» TASK STATEMENT:
How many lines of the records below contain the string "visible"? Case counts. Reply with the number only.

(Box annotations for photos)
[start]
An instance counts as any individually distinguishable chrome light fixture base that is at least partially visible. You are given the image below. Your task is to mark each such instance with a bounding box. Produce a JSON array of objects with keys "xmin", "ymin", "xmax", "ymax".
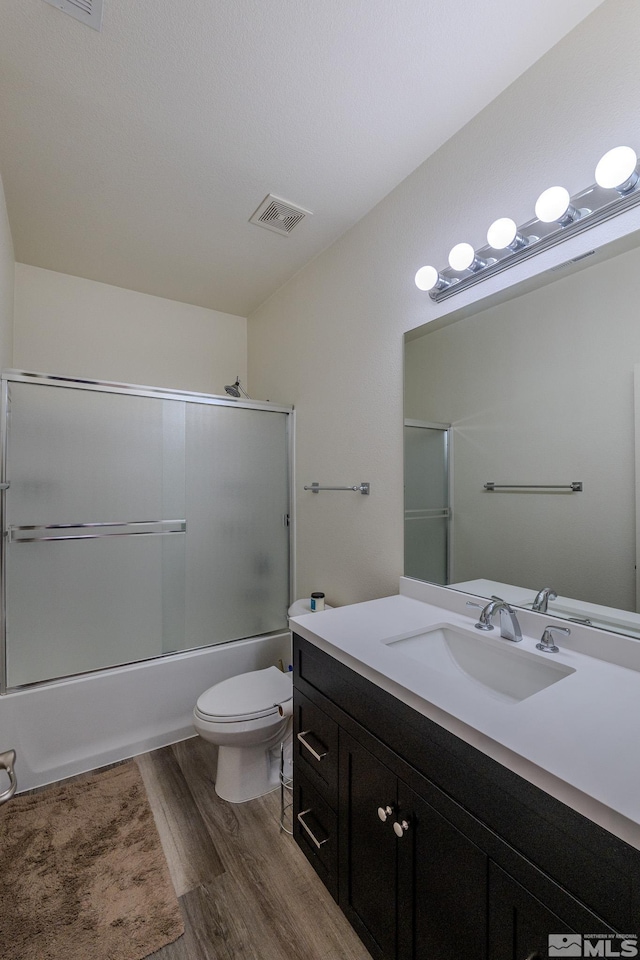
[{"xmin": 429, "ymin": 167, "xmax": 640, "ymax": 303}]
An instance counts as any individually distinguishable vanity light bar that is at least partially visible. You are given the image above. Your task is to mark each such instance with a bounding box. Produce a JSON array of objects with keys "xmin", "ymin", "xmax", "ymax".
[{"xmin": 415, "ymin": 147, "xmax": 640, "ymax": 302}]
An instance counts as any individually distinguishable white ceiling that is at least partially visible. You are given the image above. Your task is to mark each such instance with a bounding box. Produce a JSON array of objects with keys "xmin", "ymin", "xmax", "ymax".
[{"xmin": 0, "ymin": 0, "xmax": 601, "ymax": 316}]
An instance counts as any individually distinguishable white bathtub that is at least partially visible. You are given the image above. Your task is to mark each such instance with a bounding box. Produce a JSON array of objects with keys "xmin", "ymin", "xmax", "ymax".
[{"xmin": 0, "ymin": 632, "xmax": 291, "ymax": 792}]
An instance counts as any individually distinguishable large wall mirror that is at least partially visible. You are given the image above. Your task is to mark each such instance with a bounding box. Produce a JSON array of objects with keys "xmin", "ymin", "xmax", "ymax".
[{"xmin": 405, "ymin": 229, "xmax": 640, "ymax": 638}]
[end]
» WORKED SOLUTION:
5